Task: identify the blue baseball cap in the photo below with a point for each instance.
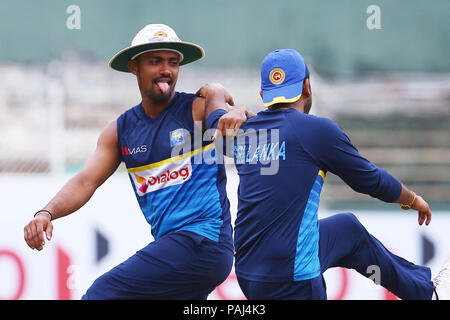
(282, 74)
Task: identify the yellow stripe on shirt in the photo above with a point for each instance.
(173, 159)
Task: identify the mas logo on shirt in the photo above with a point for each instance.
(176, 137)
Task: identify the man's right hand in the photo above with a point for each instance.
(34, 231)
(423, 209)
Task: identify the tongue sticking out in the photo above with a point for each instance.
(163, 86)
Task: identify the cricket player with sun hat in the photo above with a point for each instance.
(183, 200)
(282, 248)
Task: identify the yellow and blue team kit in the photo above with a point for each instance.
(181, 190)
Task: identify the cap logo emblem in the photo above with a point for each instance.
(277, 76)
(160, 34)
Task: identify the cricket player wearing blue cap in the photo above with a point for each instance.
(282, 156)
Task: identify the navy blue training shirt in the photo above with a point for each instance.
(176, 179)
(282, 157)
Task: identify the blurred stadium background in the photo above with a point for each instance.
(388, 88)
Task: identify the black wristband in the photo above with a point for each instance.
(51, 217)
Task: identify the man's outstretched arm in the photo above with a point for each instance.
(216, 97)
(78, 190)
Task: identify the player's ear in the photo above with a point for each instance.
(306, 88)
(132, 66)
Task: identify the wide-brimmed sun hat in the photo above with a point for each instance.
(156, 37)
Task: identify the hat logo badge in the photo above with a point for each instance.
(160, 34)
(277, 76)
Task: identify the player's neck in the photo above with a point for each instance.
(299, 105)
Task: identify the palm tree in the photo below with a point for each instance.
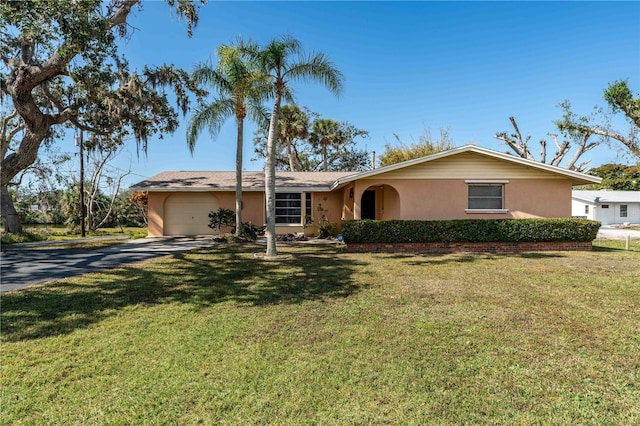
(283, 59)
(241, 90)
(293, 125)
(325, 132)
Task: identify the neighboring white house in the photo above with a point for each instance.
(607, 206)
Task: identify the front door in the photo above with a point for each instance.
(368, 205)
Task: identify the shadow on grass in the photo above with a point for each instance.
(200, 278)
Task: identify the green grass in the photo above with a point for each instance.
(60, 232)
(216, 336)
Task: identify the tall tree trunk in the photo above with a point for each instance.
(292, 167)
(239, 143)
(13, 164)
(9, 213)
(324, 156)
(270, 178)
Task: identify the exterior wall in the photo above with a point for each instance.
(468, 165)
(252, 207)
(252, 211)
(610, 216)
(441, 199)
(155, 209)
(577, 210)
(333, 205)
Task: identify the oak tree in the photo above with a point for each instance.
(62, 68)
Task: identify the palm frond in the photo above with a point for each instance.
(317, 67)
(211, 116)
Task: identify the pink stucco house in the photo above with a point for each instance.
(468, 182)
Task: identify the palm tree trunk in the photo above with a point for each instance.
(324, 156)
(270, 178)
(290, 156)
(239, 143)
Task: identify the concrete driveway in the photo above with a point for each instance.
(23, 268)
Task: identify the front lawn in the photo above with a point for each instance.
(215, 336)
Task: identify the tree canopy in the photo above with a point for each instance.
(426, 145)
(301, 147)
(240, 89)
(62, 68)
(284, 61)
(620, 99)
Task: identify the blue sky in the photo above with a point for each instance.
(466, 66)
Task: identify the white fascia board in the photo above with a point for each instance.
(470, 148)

What is being asked
Each line of the data above must be reproduced as written. Skip the pictures.

Answer to this exercise
Task: identify the blue baseball cap in the photo below with a point for each instance.
(282, 74)
Task: identify the yellow stripe on shirt in the photo above with a point for each instance.
(173, 159)
Task: identify the mas logo on shirt in the photo above with a point for each instance.
(176, 137)
Task: identify the man's right hand in the photo above with a point for each instance.
(34, 231)
(423, 209)
Task: identify the tongue sticking out in the photo above with a point for each instance.
(163, 86)
Task: identify the cricket player with sun hat in the photo above with a point for each instance.
(183, 200)
(282, 248)
Task: identify the yellow and blue team kit in the photo above with a point for each instance.
(181, 190)
Task: identify the cap logo emblem in the photo above with a point for each instance.
(277, 76)
(160, 34)
Task: identify the cricket player wearing blue cap in the photo above with a point for each instance.
(282, 156)
Task: identify the navy blue training shirt in the photo above with a point for each instance.
(176, 179)
(282, 157)
Task: identify the blurred stadium background in the photo above with a point for each instance.
(388, 88)
Task: identify the black wristband in the photo above with a point for each instance.
(51, 217)
Task: identify the man's outstretched arm in the photo above with a point for each instance.
(216, 97)
(78, 190)
Task: identify the player's ear in the photo above with a point for each instance.
(306, 88)
(132, 66)
Task: identify the wide-brimmed sun hat in the photo above with a point for each instance.
(156, 37)
Task: identify the hat logo badge in the photo above with a point for each instance.
(160, 34)
(277, 76)
Task: identify the player's neck in the photo above with a point for each instance.
(299, 105)
Task: identify the palm tree in the photo below with a point for each instance.
(283, 59)
(241, 90)
(293, 125)
(325, 132)
Task: identify the neighboring white house in the photo above with a point for each instance.
(607, 206)
Task: identify the front door in the photo above with a point for each instance.
(368, 205)
Task: identify the shadow on grass in the photo above with a point for each instance.
(200, 278)
Task: identify the green grass in the photo above with a point for each instance.
(60, 232)
(216, 336)
Task: identify the tall tree trunk in the photo above with a point for each instance.
(292, 167)
(239, 143)
(13, 164)
(9, 213)
(324, 156)
(270, 178)
Task: identify the exterior wall in the photo above with a point for each instance.
(468, 165)
(252, 207)
(252, 211)
(610, 216)
(441, 199)
(155, 209)
(577, 210)
(333, 205)
Task: identify the oak tree in the photo above with a point for each instance.
(62, 68)
Task: identify the palm frond in the photo above with a point for each instance.
(317, 67)
(211, 116)
Task: identify the pink stucco house in the photo above with a point for each instance.
(468, 182)
Task: identify the palm tree trunk in the photo above with a point for each instance.
(324, 156)
(270, 178)
(290, 156)
(239, 143)
Task: identify the concrete driveway in the photo above with a point for each instance.
(23, 268)
Task: identify the front lawn in the photo above with a point for each instance.
(215, 336)
Task: identify the tree canopy in the photo above with a point for each instance.
(426, 145)
(301, 147)
(240, 89)
(62, 68)
(284, 61)
(620, 99)
Task: identify the blue sky in the photo above with a point for each instance.
(466, 66)
Task: identify the white fascia board in the photo above with a point for each instance.
(470, 148)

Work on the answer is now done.